* **SUPPLIED ENTRIES**:
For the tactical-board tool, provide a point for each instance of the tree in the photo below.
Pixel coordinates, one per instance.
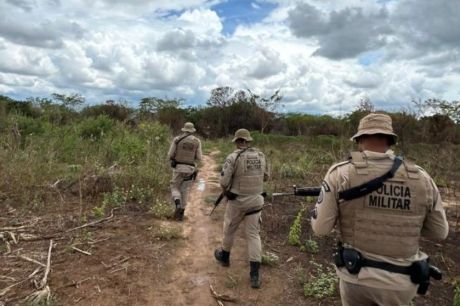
(71, 101)
(265, 107)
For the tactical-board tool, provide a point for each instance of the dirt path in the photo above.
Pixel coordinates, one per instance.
(194, 267)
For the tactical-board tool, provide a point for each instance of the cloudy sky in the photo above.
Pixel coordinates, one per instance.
(323, 55)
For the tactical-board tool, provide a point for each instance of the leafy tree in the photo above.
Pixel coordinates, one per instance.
(71, 101)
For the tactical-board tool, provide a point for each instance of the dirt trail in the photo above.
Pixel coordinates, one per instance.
(194, 267)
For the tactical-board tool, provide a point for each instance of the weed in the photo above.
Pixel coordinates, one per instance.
(269, 259)
(321, 285)
(168, 233)
(296, 229)
(457, 295)
(310, 246)
(162, 209)
(231, 282)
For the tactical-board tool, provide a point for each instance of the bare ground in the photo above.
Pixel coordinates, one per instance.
(132, 264)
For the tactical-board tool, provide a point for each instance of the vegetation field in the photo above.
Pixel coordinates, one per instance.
(84, 195)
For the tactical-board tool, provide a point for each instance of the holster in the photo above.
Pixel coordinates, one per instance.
(230, 195)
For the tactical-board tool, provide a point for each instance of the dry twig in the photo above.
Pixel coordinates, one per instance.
(32, 260)
(44, 280)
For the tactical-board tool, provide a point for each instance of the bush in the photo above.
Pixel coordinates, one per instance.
(95, 128)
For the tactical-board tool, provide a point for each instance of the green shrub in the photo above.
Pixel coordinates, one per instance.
(96, 128)
(296, 229)
(321, 285)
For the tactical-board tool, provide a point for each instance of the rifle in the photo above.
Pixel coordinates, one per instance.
(222, 195)
(300, 191)
(217, 202)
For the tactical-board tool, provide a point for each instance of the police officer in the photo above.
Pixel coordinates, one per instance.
(185, 149)
(380, 229)
(241, 180)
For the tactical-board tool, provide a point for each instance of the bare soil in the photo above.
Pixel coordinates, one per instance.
(131, 264)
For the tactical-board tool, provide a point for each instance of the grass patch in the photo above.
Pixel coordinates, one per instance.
(166, 232)
(322, 284)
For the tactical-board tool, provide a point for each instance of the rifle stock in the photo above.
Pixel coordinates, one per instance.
(301, 192)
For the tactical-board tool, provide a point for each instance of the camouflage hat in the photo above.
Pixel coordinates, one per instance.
(375, 124)
(242, 134)
(188, 127)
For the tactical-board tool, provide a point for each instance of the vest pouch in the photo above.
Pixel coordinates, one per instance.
(420, 274)
(230, 195)
(352, 260)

* **REQUIRED ACTION**:
Apart from the images, please copy every line of the data exactly as written.

* **WRITTEN REPLY**:
For the tactical-board tool, provide a point for each instance of the tree in the photo below.
Pixel coordinates, one per instance.
(71, 101)
(265, 107)
For the tactical-board tool, provide a point for each instance of the dirt path in the photo above.
Pixel coordinates, one per instance.
(194, 267)
For the tactical-board tool, provide a point for each instance of the cloudy sky in the photo above.
Pixel coordinates, one per instance.
(323, 55)
For the tactical-board tool, provide a point for each instance of the leafy tree in the photo above.
Pixel coordinates, one per instance.
(71, 101)
For the tactical-board tool, provide a point for each instance of the dirt trail in the photo above.
Pixel coordinates, one per instance.
(194, 267)
For the tactical-board tool, provide a point for each instance of the weed in the photo above.
Pixel coordinates, one per instance.
(269, 259)
(321, 285)
(168, 233)
(296, 229)
(457, 295)
(310, 246)
(162, 209)
(231, 282)
For the tactical-board tool, provide a point for each instance of the bare ground in the photo above.
Pixel coordinates, one per instance.
(132, 264)
For the tactical-board tool, provide a point for each instance of the vegetation field in the photo above.
Pixel coordinates, one per instance.
(84, 195)
For the tactical-board tool, provide a point for each instance of the holster in the photo above.
Pixel coordinates, one per instance.
(230, 195)
For the tactical-board tool, provide a point for each instance of the dry twig in the photo above.
Pixel coordinates, one per instance.
(32, 260)
(44, 280)
For the tactical-board tool, provide a point for each instance of the bush in the photo above.
Pixel coordinates, one per instance.
(95, 128)
For the tactical-board tool, provide a point for each instance of the green shrub in the photo above.
Pixel coordinates, one per instance.
(96, 128)
(296, 229)
(321, 285)
For the tactical-board tool, provide a point for each instance of the rifle in the photo above.
Pixel coordinates, one per instance.
(222, 195)
(300, 191)
(217, 202)
For the tactical-board tool, provide a point for each instance of the police officer in the photo above.
Pixel coordinates, one per instance.
(185, 149)
(380, 229)
(241, 180)
For the tactical-board tool, provide a point for each instance of the bare soil in the photo above.
Pixel coordinates, one per instance.
(131, 264)
For the tactical-board tool, provide a point for each instance of the grass patch in the photo above.
Pixel coordinates, one per instance.
(166, 232)
(322, 284)
For the tactical-board tool, provide a point for each instance of the rifle stock in the photo above.
Pixel coordinates, one per instance.
(301, 192)
For the tactical-board tool, provide a point for each instance of the camouflage hat in the photo above.
Pixel coordinates, one per instance.
(375, 124)
(242, 134)
(188, 127)
For the tactical-board tool, provide a point for each instance of the vest pouch in the photo above.
Pixel coordinates, one per instance.
(420, 274)
(230, 195)
(352, 260)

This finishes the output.